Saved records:

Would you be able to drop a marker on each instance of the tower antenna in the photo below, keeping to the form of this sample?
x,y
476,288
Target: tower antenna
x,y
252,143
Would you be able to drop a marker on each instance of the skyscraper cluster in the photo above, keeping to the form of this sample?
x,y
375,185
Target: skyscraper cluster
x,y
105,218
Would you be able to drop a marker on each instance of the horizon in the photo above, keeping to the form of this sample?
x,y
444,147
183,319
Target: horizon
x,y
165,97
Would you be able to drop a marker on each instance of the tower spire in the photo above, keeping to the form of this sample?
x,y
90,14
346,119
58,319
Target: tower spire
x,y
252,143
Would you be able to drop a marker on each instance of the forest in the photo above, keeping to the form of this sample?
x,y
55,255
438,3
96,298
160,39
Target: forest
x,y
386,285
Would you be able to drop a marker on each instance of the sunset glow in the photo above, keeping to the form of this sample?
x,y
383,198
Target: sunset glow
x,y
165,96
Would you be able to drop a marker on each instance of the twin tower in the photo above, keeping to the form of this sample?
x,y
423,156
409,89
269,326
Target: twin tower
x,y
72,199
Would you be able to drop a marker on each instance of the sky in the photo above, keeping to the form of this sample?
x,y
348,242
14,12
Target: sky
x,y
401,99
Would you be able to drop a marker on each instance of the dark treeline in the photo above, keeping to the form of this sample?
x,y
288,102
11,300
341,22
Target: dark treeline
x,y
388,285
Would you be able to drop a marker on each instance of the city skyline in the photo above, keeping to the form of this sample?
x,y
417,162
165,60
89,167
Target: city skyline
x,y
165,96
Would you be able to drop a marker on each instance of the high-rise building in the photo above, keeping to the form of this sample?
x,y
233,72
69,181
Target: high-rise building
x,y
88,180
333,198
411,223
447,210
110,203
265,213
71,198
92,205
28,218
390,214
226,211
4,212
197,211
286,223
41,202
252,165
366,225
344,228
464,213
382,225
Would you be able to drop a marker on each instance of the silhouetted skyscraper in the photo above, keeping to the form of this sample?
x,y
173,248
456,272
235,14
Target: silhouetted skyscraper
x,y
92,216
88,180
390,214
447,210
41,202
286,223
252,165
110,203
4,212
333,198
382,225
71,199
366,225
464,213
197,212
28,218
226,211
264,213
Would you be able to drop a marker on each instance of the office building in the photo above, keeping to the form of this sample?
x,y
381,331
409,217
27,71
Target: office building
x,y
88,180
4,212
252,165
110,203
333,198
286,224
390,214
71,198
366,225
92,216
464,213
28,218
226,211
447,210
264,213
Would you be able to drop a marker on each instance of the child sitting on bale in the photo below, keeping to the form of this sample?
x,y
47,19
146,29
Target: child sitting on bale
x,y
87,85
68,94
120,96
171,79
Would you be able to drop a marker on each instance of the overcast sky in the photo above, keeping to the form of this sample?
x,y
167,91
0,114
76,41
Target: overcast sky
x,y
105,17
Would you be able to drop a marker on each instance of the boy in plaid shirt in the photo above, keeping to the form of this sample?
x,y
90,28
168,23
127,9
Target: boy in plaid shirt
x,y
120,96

● GOAL
Copy out the lines above again, changing every "Target" to "Label" and leaving the rest untouched.

● WRITTEN REPLY
Would you be able to drop a marker on each instance of the tower antenna in the photo below, keeping to the form of this sample?
x,y
476,288
Label: tower antenna
x,y
252,143
Would you be able to drop a marker on each instance of the skyscraper cluster in the photo above, keeping to the form of this sample?
x,y
375,185
Label: skyscraper cluster
x,y
105,218
Would you be able to drop a marker on each instance of the horizon in the photo above, keeping to the form of this sample?
x,y
444,147
183,319
Label: horizon
x,y
165,97
Would you be able to drop a marker on each instance of the tower spire in the photo above, keeping to the form of this sample?
x,y
90,14
346,119
58,319
Label: tower spire
x,y
252,143
Would you be able to drop a marker on each instance of the forest in the photo above, keeping to the form of this sample?
x,y
55,255
438,3
96,298
160,39
Label: forest
x,y
386,285
Would you be able to drop a marker on each instance of the sunset glow in the photo above, keeping to the form of this sample?
x,y
383,198
Label: sunset glow
x,y
165,96
Would you be able to drop a marker on each instance of the twin tower in the photo above, keeping to the form of this sample?
x,y
423,156
409,89
269,326
Label: twin tower
x,y
72,199
Would you be able to drop a marker on each instance of the sky in the photo above, keeping to the form of this sample?
x,y
348,242
14,12
Label: sky
x,y
401,99
Would you be able to drop a marker on each instance of the dark treeline in the photo above, keeping to the form of this sample?
x,y
288,102
11,300
341,22
Label: dark treeline
x,y
388,285
Would you be able to drop a marker on each instance of the city skyline in the photo above, keeping to the form of this sample?
x,y
417,162
165,60
89,167
Label: city skyline
x,y
165,96
Would you be able to drop a marker on each instance of the high-rise building in the photo above, keeping to the form of this sample?
x,y
233,72
69,181
Label: high-rise building
x,y
88,180
333,198
411,223
447,210
110,203
265,213
71,198
92,205
28,218
390,214
226,211
4,212
197,211
286,223
41,202
252,165
366,225
344,228
464,213
382,225
Would you be able to drop a marker on each instance of the silhouetted skyscraper in the photo above, keeping to the form of this sample?
x,y
173,248
456,272
235,14
Label: silhouetted skyscraper
x,y
92,216
88,180
390,214
447,210
41,202
286,223
252,165
110,203
4,212
333,198
382,225
71,199
366,225
464,213
197,212
28,218
226,211
264,213
Would you be able to drop a marker on each instance of the office building in the photo above, keeping to the form of this sample?
x,y
381,331
409,217
27,71
Label: office building
x,y
88,180
4,212
252,165
110,203
333,198
286,224
390,214
71,198
366,225
92,216
464,213
28,218
226,211
447,210
264,213
Would you be able to drop a marker on each instance of the child sitting on bale in the photo below, keeping to the form of this sample?
x,y
47,19
146,29
Label: child sitting on bale
x,y
87,85
68,94
120,96
171,79
Would you be able to drop a marker on each instance of the overcast sky in the photo above, keeping to the form of this sample?
x,y
167,91
0,114
76,41
Label: overcast sky
x,y
105,17
Would you be able to drop a marker on each instance of the boy in plaid shirt in the photo above, keeping to the form of this sample?
x,y
90,28
168,23
127,9
Label: boy in plaid shirt
x,y
120,96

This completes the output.